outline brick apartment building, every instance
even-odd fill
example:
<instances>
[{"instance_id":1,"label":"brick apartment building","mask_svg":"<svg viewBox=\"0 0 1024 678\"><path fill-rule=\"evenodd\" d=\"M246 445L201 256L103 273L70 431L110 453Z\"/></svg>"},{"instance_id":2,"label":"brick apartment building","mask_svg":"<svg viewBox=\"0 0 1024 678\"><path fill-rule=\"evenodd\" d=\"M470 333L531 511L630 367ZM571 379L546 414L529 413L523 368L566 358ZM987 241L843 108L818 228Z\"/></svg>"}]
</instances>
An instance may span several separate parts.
...
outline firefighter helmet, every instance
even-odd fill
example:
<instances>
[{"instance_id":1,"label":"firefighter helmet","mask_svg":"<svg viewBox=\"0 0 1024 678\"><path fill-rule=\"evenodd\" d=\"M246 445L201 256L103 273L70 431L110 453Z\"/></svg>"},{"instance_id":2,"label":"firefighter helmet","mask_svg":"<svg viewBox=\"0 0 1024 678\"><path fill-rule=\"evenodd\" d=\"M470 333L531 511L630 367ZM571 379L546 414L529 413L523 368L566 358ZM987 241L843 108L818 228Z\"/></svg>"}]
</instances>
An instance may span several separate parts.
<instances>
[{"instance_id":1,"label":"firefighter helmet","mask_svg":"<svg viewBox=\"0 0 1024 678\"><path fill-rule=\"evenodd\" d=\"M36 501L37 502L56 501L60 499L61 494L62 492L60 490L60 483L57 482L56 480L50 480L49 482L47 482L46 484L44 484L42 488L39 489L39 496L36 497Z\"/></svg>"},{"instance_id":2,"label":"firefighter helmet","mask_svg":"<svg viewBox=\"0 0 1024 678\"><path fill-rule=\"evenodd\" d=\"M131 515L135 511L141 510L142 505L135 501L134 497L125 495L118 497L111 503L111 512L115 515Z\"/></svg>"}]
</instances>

- Exercise brief -
Pick out and copy every row above that contains the word "outline", counting only matches with the same capitalization.

- The reply -
outline brick apartment building, every instance
outline firefighter helmet, every instance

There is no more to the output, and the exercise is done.